## Problem statement
Your answer should be only the lines below from the one with "One point belongs on each instance of the white stair baluster." to the one with "One point belongs on each instance of the white painted", repeated exactly, ends included.
[[ Material for this task open ]]
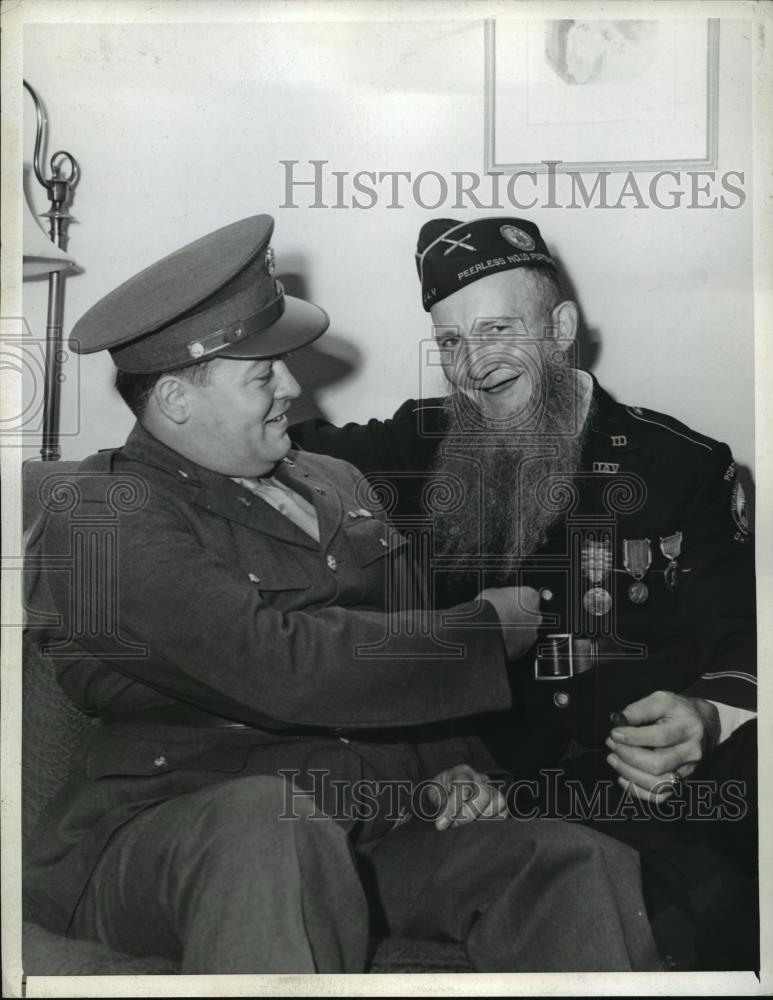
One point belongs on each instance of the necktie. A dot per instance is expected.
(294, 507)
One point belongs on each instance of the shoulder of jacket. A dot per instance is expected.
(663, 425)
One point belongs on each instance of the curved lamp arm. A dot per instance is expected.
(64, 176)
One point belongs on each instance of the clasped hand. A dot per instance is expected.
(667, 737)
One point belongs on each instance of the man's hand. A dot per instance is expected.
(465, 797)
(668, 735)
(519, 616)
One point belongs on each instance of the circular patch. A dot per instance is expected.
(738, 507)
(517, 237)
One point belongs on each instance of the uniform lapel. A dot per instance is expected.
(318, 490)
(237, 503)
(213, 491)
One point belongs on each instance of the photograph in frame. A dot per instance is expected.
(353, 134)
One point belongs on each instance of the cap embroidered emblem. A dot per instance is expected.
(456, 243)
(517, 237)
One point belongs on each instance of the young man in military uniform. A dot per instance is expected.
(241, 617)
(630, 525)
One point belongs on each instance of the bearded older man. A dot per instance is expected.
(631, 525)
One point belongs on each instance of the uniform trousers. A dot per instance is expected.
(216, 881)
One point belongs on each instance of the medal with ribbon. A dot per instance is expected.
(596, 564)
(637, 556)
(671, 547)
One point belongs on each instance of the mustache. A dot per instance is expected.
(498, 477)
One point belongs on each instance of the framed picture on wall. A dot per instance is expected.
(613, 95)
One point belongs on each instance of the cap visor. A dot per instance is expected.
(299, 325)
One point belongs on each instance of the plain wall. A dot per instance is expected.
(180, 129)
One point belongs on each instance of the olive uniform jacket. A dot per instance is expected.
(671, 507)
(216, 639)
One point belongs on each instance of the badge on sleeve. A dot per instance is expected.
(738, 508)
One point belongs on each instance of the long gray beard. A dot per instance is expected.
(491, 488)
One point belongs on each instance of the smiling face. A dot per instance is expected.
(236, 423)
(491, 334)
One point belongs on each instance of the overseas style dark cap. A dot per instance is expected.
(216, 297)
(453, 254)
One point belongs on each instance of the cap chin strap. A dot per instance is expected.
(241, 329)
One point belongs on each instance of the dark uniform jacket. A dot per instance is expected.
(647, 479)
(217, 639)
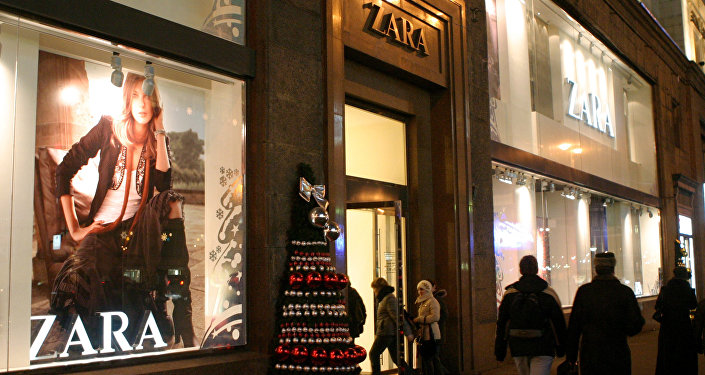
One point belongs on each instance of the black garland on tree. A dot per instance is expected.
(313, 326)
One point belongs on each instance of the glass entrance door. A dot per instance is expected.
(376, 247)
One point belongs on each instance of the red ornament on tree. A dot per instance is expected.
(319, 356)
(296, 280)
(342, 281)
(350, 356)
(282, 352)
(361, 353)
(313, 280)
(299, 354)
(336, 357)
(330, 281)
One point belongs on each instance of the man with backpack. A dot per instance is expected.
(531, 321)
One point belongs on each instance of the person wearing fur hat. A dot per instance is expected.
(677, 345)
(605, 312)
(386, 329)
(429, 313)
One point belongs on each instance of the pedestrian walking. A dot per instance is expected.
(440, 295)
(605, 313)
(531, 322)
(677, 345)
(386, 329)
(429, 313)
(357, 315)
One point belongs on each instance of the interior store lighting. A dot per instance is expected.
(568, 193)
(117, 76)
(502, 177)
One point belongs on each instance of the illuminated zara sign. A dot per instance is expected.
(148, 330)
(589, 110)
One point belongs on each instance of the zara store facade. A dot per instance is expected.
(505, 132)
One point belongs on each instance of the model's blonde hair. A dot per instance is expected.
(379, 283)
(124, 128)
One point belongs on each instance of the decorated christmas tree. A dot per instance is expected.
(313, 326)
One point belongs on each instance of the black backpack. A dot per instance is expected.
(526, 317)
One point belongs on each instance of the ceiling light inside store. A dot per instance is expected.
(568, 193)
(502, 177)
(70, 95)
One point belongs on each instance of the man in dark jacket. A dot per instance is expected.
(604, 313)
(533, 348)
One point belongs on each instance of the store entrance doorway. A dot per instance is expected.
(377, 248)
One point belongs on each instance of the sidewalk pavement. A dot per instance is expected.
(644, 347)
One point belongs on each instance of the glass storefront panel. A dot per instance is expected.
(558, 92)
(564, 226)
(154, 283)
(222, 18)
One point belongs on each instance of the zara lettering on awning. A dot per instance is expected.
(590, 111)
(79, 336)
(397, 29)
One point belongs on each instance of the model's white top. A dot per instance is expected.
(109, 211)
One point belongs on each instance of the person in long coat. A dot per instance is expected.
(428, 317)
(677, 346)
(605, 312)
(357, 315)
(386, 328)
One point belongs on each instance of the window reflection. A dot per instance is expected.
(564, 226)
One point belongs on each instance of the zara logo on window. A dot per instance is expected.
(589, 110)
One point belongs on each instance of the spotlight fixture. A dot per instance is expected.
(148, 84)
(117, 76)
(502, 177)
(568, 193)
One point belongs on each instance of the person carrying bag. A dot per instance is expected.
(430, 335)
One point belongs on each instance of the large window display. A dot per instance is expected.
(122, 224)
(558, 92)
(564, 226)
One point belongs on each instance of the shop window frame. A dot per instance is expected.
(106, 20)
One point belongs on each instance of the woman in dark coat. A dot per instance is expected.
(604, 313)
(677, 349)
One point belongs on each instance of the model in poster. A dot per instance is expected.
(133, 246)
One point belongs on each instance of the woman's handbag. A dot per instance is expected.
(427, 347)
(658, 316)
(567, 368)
[[ Material for this task closed ]]
[[ Material for this task open ]]
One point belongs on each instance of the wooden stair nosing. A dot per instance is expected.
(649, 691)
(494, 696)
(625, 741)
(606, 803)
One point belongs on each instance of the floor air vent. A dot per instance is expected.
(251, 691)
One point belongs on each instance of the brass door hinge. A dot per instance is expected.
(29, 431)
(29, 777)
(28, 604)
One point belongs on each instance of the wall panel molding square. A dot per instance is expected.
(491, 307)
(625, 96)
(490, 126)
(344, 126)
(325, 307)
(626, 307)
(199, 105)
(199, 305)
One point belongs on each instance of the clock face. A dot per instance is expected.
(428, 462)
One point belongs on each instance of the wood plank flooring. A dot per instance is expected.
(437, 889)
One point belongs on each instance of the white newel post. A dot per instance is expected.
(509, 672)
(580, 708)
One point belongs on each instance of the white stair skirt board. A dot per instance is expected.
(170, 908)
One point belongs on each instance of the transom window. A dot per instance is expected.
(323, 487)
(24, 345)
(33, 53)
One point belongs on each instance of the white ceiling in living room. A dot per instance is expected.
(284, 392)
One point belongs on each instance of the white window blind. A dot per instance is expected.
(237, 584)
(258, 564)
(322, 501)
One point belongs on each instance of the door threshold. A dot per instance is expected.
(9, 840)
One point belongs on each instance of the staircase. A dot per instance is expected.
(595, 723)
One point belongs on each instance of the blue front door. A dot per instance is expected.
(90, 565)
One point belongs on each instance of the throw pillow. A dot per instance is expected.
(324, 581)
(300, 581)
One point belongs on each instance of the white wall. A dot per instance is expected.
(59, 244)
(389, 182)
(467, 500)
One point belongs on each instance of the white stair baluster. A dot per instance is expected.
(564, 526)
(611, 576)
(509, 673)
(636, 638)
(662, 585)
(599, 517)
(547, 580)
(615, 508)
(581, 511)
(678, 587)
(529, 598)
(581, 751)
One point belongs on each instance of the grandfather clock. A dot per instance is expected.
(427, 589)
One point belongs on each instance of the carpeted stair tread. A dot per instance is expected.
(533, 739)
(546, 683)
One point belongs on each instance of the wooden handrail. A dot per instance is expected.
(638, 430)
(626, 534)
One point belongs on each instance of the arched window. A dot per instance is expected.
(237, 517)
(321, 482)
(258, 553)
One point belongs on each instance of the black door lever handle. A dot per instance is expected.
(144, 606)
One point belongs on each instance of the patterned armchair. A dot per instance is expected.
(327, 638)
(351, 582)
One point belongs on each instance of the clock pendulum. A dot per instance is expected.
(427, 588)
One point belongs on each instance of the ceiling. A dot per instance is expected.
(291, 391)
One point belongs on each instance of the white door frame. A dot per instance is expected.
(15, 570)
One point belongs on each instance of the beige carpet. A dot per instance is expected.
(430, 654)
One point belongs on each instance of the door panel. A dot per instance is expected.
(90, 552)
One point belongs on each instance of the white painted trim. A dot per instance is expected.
[[ Material for this task closed ]]
## Reply
One point belongs on each instance of the white stair baluster. A dot per instance is expected.
(564, 526)
(611, 576)
(509, 673)
(636, 638)
(662, 585)
(599, 517)
(547, 580)
(615, 508)
(581, 511)
(678, 587)
(529, 598)
(581, 751)
One point belongs on each instance of the grandfather clock. A dot per instance is expected.
(427, 589)
One point belongs on each instance of the carpeted stair tread. A dot per instance is expected.
(533, 739)
(546, 683)
One point belongs on each instance of the wooden handrail. A dot per instance is expected.
(638, 430)
(626, 534)
One point belongs on each instance of the arched window. A dot per instance is expected.
(237, 517)
(321, 482)
(258, 553)
One point belongs on each instance of the black door lever handle. A dot per instance is expected.
(144, 606)
One point belongs on each instance of the patterned armchair. A dot per instance is expected.
(327, 638)
(351, 582)
One point belongs on each instance of the clock pendulum. A dot per instance is expected.
(427, 588)
One point belongs on each instance of the ceiling. A dot per instance is expected.
(291, 391)
One point belongs on each instance of the white door frame. A dot per instance is expected.
(15, 570)
One point belongs on each instance of the beige carpet. A dot per instance is expected.
(430, 654)
One point belongs on each instance of the door panel. A dot per instance is expected.
(90, 552)
One point belongs on each instance of the white painted trim. A dot per instance is expected.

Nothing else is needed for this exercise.